Could you reproduce the stretch of data from the line containing "Please trace the outline of every instance of the bmw" through the end, swapping "evenodd fill rule" for "nonzero fill rule" and leaving everything else unchanged?

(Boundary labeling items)
►

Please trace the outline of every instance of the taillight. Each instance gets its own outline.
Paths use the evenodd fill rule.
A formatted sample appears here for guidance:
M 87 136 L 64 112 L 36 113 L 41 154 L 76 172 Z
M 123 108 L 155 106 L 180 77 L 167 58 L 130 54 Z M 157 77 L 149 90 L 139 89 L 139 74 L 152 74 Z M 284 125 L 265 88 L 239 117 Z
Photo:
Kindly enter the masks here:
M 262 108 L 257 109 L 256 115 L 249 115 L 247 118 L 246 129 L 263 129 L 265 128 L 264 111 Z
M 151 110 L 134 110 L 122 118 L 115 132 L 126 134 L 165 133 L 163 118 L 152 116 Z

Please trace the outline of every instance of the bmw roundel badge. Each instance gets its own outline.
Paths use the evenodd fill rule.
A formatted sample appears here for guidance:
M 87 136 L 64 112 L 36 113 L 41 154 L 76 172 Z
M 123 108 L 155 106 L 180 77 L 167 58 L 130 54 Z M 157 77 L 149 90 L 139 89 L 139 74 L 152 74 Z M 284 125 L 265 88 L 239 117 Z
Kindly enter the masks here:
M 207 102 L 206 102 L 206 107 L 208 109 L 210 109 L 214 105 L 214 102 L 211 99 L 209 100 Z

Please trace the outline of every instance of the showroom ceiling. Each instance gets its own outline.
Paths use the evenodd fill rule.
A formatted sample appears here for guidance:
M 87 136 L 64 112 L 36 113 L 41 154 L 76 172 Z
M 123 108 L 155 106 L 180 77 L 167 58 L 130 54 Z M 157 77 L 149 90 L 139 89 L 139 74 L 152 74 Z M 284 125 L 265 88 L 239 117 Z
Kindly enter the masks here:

◄

** Result **
Please trace the outline of every instance of the bmw roundel badge. Each instance gets its own outline.
Paths use the nonzero fill rule.
A formatted sample appears here for guidance:
M 87 136 L 64 112 L 36 113 L 41 154 L 76 172 Z
M 123 108 L 155 106 L 180 77 L 167 58 L 130 54 Z M 157 77 L 149 90 L 139 89 L 139 74 L 152 74 Z M 284 125 L 265 88 L 239 117 Z
Kindly enter the masks here:
M 207 102 L 206 102 L 206 107 L 208 109 L 210 109 L 214 105 L 214 102 L 211 99 L 209 100 Z

Please trace the outline of every instance of the showroom ceiling. Each instance gets its own outline.
Paths use the nonzero fill rule.
A formatted sample appears here for guidance:
M 87 136 L 64 112 L 36 113 L 41 154 L 76 172 Z
M 123 108 L 155 106 L 180 77 L 167 58 L 130 54 Z M 157 77 L 149 90 L 139 89 L 139 74 L 152 74 Z M 284 125 L 265 88 L 239 117 Z
Kindly enter the masks here:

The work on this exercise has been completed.